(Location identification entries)
----

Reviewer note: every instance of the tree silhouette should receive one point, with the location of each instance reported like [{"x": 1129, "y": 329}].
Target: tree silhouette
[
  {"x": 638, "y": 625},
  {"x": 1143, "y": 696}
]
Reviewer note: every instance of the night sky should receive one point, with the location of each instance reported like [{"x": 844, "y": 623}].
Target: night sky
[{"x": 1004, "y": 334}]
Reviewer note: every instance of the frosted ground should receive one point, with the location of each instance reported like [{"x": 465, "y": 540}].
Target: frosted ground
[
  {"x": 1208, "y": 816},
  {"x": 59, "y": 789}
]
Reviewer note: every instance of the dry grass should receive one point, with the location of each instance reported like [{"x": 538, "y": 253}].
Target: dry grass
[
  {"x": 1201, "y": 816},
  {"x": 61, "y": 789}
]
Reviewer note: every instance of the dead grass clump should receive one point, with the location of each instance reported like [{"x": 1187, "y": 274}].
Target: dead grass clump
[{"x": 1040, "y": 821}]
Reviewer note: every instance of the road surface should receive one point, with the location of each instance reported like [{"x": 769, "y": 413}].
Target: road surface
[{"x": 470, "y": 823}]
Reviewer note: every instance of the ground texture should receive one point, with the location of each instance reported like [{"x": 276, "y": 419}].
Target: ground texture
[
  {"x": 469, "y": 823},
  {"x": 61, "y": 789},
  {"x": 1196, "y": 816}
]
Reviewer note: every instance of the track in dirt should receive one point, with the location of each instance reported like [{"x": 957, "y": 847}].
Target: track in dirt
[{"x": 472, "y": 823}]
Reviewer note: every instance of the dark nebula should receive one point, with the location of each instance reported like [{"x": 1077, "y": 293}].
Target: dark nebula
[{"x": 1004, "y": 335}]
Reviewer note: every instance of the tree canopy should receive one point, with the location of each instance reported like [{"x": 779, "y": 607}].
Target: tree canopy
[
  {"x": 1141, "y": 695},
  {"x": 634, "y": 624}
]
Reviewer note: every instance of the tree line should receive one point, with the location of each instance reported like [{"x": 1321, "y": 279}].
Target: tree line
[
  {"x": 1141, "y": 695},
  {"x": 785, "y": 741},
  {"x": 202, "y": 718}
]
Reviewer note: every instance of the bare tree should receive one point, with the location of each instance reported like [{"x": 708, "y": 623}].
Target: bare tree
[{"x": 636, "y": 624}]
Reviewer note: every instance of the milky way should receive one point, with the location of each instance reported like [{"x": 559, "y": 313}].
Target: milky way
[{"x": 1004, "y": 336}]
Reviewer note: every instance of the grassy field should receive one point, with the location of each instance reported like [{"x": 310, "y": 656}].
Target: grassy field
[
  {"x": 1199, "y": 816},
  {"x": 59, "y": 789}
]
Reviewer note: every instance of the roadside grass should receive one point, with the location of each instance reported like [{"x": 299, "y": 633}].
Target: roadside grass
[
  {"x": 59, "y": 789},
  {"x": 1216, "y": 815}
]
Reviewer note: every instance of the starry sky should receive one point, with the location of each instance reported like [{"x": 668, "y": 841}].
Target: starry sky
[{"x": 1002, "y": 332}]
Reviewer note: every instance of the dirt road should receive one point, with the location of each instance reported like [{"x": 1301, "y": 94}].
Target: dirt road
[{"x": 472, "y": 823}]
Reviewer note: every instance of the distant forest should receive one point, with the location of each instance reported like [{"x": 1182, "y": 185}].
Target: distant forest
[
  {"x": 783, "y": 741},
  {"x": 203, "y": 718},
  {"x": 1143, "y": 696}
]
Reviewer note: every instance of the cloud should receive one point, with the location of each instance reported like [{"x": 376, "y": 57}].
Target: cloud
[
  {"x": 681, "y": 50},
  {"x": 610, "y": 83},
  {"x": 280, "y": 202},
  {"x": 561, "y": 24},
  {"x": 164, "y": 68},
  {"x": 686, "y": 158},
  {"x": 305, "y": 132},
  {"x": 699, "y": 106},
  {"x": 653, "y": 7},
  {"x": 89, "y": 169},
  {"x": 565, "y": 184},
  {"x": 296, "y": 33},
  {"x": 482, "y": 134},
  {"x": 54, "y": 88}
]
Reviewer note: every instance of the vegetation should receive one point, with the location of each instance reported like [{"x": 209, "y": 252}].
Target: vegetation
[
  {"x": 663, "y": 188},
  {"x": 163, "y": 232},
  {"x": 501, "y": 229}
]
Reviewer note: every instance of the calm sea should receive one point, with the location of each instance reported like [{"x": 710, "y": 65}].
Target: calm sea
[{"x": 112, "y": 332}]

----

• [Stated goal]: The line containing "Reviewer note: every instance of the starry" and every line after it, through the end of the records, should be repeated exactly and alone.

• [Result]:
Reviewer note: every instance of the starry sky should receive one point, with the location of each instance reported like [{"x": 668, "y": 841}].
Target: starry sky
[{"x": 1002, "y": 332}]
Reviewer note: every instance of the dirt road should receive one point, with the location of each instance reported like [{"x": 1301, "y": 94}].
Target: dirt road
[{"x": 472, "y": 823}]
Reviewer note: every instance of the distant forest should receive one point, with the location of each instance reported like [{"x": 1182, "y": 185}].
Target: distant forest
[
  {"x": 783, "y": 741},
  {"x": 203, "y": 718},
  {"x": 1143, "y": 696}
]
Reviewer note: every instance of the cloud should receive one point, with the location of each instance reported like [{"x": 376, "y": 57}].
Target: cloud
[
  {"x": 681, "y": 50},
  {"x": 610, "y": 83},
  {"x": 280, "y": 202},
  {"x": 561, "y": 24},
  {"x": 164, "y": 68},
  {"x": 686, "y": 158},
  {"x": 305, "y": 132},
  {"x": 699, "y": 106},
  {"x": 653, "y": 7},
  {"x": 89, "y": 169},
  {"x": 565, "y": 184},
  {"x": 296, "y": 33},
  {"x": 482, "y": 134},
  {"x": 54, "y": 88}
]
Reviewer note: every instance of the vegetation should receive one point, with the location of each instance reported like [{"x": 209, "y": 252}].
Target: vegetation
[
  {"x": 663, "y": 188},
  {"x": 163, "y": 232},
  {"x": 501, "y": 229}
]
Reviewer note: every instance of the calm sea should receive one point, with the location of each instance reported like [{"x": 710, "y": 65}].
Target: calm sea
[{"x": 112, "y": 332}]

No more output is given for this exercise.